Material provided
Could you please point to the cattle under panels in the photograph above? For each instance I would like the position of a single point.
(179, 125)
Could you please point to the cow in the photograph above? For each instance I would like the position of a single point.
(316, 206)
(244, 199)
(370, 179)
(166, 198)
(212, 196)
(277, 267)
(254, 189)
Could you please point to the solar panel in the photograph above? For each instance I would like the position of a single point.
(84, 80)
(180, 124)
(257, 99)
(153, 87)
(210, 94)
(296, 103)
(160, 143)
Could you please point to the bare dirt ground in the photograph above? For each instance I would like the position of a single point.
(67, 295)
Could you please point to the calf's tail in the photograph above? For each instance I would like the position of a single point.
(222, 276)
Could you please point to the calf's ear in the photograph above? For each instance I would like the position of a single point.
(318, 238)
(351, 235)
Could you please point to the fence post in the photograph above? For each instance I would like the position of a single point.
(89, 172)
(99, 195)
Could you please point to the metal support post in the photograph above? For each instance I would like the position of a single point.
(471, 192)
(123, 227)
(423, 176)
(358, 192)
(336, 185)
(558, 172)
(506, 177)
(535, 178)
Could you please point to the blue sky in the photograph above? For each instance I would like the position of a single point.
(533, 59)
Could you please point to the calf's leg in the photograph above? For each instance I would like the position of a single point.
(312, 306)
==
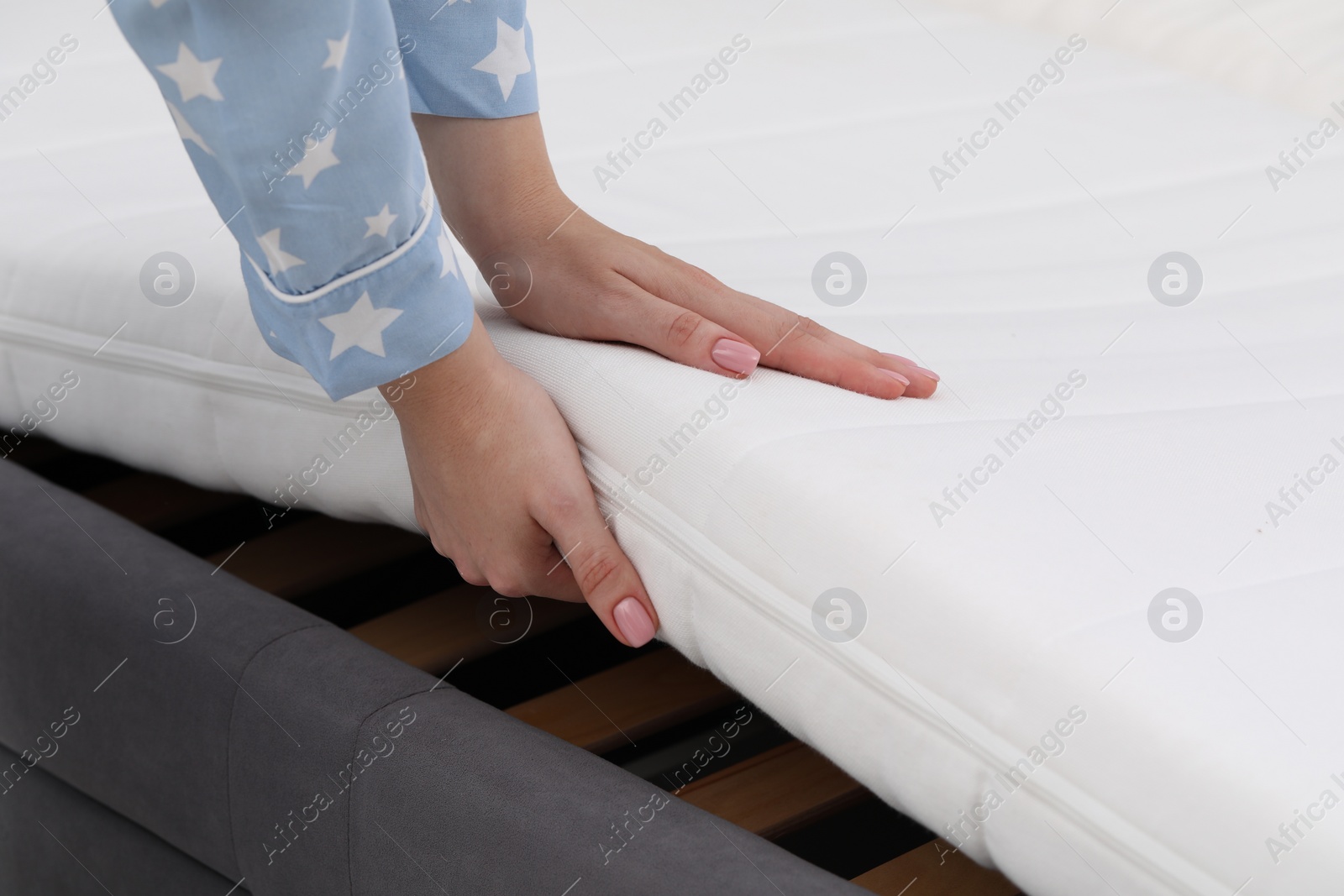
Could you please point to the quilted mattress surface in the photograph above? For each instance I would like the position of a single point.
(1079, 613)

Your goal
Can you reproduce, character for character, the lines running from the one containing "Could you please point to the quilted" through the one containing "(1079, 613)", with both of those lines included?

Response
Could you please point to the quilted mattress surface in the photograph above? For each instance I would like the position of a single point.
(1079, 613)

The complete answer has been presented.